Top of DATASET CONTENT

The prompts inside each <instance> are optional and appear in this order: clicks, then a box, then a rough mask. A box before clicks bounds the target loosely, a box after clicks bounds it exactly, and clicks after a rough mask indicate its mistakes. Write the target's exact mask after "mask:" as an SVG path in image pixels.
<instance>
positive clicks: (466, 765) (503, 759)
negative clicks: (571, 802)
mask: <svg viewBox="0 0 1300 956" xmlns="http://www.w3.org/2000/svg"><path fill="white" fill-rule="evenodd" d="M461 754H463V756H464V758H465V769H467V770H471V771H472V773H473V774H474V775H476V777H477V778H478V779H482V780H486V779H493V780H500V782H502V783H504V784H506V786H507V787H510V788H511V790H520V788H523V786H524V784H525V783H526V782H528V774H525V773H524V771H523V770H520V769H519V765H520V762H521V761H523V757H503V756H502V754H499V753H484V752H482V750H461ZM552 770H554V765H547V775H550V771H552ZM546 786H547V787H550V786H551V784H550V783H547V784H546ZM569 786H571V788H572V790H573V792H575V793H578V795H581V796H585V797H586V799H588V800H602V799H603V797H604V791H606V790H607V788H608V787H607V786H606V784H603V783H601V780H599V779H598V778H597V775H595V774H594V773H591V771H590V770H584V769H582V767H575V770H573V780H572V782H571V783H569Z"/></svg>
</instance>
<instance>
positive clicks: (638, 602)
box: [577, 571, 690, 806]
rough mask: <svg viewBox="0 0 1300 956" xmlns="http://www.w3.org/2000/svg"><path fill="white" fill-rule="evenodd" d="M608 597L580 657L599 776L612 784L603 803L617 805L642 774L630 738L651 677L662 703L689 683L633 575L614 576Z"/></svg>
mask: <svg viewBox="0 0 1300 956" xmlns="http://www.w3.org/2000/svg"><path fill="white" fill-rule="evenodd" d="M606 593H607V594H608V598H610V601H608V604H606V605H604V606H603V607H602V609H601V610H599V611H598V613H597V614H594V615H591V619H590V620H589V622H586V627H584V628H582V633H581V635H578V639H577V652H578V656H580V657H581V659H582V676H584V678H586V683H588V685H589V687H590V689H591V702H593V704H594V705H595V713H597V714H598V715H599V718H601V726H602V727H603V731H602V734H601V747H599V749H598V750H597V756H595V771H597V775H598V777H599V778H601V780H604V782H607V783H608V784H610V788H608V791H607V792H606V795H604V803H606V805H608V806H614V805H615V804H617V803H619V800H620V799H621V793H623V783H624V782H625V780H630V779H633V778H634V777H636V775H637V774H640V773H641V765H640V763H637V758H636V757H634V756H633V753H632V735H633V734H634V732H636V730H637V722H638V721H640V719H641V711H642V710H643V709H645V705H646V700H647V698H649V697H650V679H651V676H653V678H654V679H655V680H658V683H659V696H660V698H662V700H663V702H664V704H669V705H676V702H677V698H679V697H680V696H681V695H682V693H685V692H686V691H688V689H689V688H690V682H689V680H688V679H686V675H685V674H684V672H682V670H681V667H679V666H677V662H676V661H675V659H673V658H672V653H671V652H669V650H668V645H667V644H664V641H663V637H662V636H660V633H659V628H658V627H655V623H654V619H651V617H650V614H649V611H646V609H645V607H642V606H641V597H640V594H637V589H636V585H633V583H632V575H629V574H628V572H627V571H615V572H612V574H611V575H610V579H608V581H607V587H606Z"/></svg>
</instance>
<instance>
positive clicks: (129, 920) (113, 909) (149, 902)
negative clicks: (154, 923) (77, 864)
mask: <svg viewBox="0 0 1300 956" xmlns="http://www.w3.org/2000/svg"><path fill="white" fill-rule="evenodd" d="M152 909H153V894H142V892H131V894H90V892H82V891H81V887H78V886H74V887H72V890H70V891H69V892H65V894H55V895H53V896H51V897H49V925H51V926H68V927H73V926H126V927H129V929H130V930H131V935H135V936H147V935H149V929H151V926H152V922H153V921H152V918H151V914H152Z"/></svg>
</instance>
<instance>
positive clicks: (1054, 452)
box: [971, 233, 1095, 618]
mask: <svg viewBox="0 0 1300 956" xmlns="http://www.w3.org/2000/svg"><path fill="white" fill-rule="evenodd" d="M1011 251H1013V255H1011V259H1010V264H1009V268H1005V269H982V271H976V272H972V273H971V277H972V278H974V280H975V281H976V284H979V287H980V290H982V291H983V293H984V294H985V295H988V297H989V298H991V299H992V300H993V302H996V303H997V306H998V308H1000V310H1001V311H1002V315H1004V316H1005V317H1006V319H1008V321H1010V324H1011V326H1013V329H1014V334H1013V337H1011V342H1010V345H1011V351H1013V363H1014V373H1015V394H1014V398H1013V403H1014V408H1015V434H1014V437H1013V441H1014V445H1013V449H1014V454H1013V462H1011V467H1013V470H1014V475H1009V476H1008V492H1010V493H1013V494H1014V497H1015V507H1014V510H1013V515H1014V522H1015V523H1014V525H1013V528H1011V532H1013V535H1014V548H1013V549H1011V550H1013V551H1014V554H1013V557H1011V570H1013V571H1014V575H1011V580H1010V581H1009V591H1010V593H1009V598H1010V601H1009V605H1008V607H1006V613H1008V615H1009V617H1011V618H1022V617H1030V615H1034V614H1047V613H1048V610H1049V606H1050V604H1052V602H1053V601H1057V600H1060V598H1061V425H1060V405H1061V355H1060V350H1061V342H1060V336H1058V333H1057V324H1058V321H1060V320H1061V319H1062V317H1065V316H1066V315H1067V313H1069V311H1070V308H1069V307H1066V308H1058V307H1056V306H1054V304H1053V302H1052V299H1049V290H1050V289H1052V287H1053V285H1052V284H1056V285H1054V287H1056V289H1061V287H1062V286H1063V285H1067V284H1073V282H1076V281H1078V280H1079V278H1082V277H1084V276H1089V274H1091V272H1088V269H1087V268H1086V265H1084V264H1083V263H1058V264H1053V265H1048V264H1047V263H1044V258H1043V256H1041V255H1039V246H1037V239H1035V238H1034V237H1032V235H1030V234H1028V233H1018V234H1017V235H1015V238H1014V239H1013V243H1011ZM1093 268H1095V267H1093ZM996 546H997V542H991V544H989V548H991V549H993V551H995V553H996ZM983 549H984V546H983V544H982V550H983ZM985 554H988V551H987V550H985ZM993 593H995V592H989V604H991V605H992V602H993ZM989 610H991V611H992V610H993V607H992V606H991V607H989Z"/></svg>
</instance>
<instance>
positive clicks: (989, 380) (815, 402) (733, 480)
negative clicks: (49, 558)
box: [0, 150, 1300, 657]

Bottom of DATASET CONTENT

◆ EXERCISE OBJECTIVE: Write each line above out exactly.

◆ WRITTEN ANSWER:
The prompts inside each <instance> are optional and appear in this order: clicks, then a box, then a rough mask. A box before clicks bounds the target loosely, a box after clicks bounds it exactly, and clicks after a rough mask indicate its mistakes. Write the target's exact mask after "mask:" as an SVG path in image pixels.
<instance>
positive clicks: (466, 765) (503, 759)
negative clicks: (571, 802)
mask: <svg viewBox="0 0 1300 956" xmlns="http://www.w3.org/2000/svg"><path fill="white" fill-rule="evenodd" d="M461 754H463V756H464V758H465V769H467V770H471V771H472V773H473V774H474V775H476V777H477V778H478V779H482V780H486V779H493V780H500V782H502V783H504V784H506V786H507V787H510V788H511V790H520V788H523V786H524V784H525V783H526V782H528V774H525V773H524V771H523V770H520V769H519V765H520V762H521V761H523V757H503V756H502V754H499V753H484V752H482V750H461ZM552 770H554V765H547V775H550V771H552ZM546 786H547V787H550V786H551V784H550V783H547V784H546ZM569 786H571V788H572V790H573V792H575V793H578V795H581V796H585V797H586V799H588V800H602V799H603V797H604V791H606V790H607V788H608V787H607V786H606V784H603V783H601V780H599V779H598V778H597V775H595V774H594V773H591V771H590V770H584V769H582V767H575V770H573V780H572V782H571V783H569Z"/></svg>
</instance>
<instance>
positive clicks: (638, 602)
box: [577, 571, 690, 806]
rough mask: <svg viewBox="0 0 1300 956" xmlns="http://www.w3.org/2000/svg"><path fill="white" fill-rule="evenodd" d="M608 597L580 657L599 776L612 784L603 803L617 805L642 774L630 738L651 677L662 703L689 683L633 575L614 576Z"/></svg>
mask: <svg viewBox="0 0 1300 956" xmlns="http://www.w3.org/2000/svg"><path fill="white" fill-rule="evenodd" d="M606 593H607V594H608V598H610V601H608V604H606V605H604V606H603V607H602V609H601V610H599V611H598V613H597V614H594V615H591V619H590V620H589V622H586V627H584V628H582V633H581V635H578V639H577V652H578V656H580V657H581V659H582V676H584V678H586V683H588V685H589V687H590V689H591V702H593V704H594V705H595V713H597V714H598V715H599V718H601V726H602V727H603V731H602V734H601V747H599V749H598V750H597V756H595V771H597V775H598V777H599V778H601V780H604V782H607V783H608V784H610V788H608V791H607V792H606V795H604V803H606V805H608V806H614V805H615V804H617V803H619V800H620V799H621V793H623V783H624V782H625V780H630V779H633V778H634V777H636V775H637V774H640V773H641V765H640V763H637V758H636V757H634V756H633V753H632V735H633V734H634V732H636V730H637V722H638V721H640V719H641V711H642V710H643V709H645V705H646V700H647V698H649V697H650V679H651V676H653V678H654V679H655V680H658V683H659V696H660V698H662V700H663V702H664V704H669V705H676V702H677V698H679V697H680V696H681V695H682V693H685V692H686V691H688V689H689V688H690V682H689V680H688V679H686V675H685V674H684V672H682V670H681V667H679V666H677V662H676V661H675V659H673V658H672V653H671V652H669V650H668V645H667V644H664V641H663V637H662V636H660V633H659V628H658V627H655V623H654V619H651V617H650V614H649V611H646V609H645V607H642V606H641V597H640V594H637V589H636V585H633V583H632V575H629V574H628V572H627V571H615V572H612V574H611V575H610V579H608V581H607V587H606Z"/></svg>
</instance>
<instance>
positive clicks: (129, 920) (113, 909) (149, 902)
negative clicks: (154, 923) (77, 864)
mask: <svg viewBox="0 0 1300 956" xmlns="http://www.w3.org/2000/svg"><path fill="white" fill-rule="evenodd" d="M152 909H153V894H142V892H131V894H90V892H82V891H81V887H78V886H74V887H72V890H70V891H69V892H65V894H55V895H53V896H51V897H49V925H51V926H68V927H73V926H126V927H129V929H130V930H131V935H135V936H147V935H149V929H151V926H152V922H153V921H152V918H151V914H152Z"/></svg>
</instance>
<instance>
positive clicks: (1054, 452)
box: [971, 233, 1095, 618]
mask: <svg viewBox="0 0 1300 956" xmlns="http://www.w3.org/2000/svg"><path fill="white" fill-rule="evenodd" d="M1011 251H1013V255H1011V259H1010V264H1009V268H1005V269H982V271H976V272H972V273H971V277H972V278H974V280H975V281H976V284H979V287H980V290H982V291H983V293H984V294H985V295H988V297H989V298H991V299H992V300H993V302H996V303H997V306H998V308H1000V310H1001V311H1002V315H1004V316H1005V317H1006V319H1008V321H1010V324H1011V326H1013V329H1014V334H1013V337H1011V342H1010V345H1011V351H1013V363H1014V373H1015V394H1014V398H1013V403H1014V408H1015V434H1014V437H1013V441H1014V445H1013V449H1014V454H1013V462H1011V467H1013V470H1014V475H1009V476H1008V492H1010V493H1013V494H1014V497H1015V507H1014V510H1013V515H1014V522H1015V523H1014V525H1013V528H1011V532H1013V535H1014V548H1013V549H1011V550H1013V551H1014V554H1013V557H1011V570H1013V571H1014V575H1011V580H1010V581H1009V591H1010V593H1009V598H1010V601H1009V605H1008V607H1006V613H1008V615H1009V617H1011V618H1022V617H1030V615H1034V614H1047V613H1048V610H1049V606H1050V604H1052V602H1053V601H1057V600H1060V598H1061V425H1060V405H1061V355H1060V350H1061V342H1060V336H1058V333H1057V324H1058V321H1060V320H1061V319H1062V317H1065V316H1066V315H1067V313H1069V311H1070V308H1069V307H1066V308H1058V307H1056V306H1054V304H1053V302H1052V299H1049V290H1050V289H1052V287H1053V285H1052V284H1056V285H1054V287H1056V289H1061V287H1062V286H1063V285H1067V284H1073V282H1076V281H1078V280H1079V278H1082V277H1084V276H1089V274H1091V272H1088V269H1087V268H1086V265H1084V264H1083V263H1058V264H1053V265H1048V264H1047V263H1044V258H1043V256H1041V255H1039V246H1037V239H1035V238H1034V237H1032V235H1030V234H1028V233H1018V234H1017V235H1015V238H1014V239H1013V243H1011ZM1093 268H1095V267H1093ZM996 546H997V542H991V544H989V548H991V549H993V551H995V553H996ZM983 549H984V546H983V544H982V550H983ZM985 554H988V551H987V550H985ZM993 593H995V592H989V604H991V605H992V602H993ZM989 610H991V611H992V610H993V607H992V606H991V607H989Z"/></svg>
</instance>
<instance>
positive clicks: (989, 380) (815, 402) (733, 480)
negative clicks: (49, 558)
box: [0, 150, 1300, 657]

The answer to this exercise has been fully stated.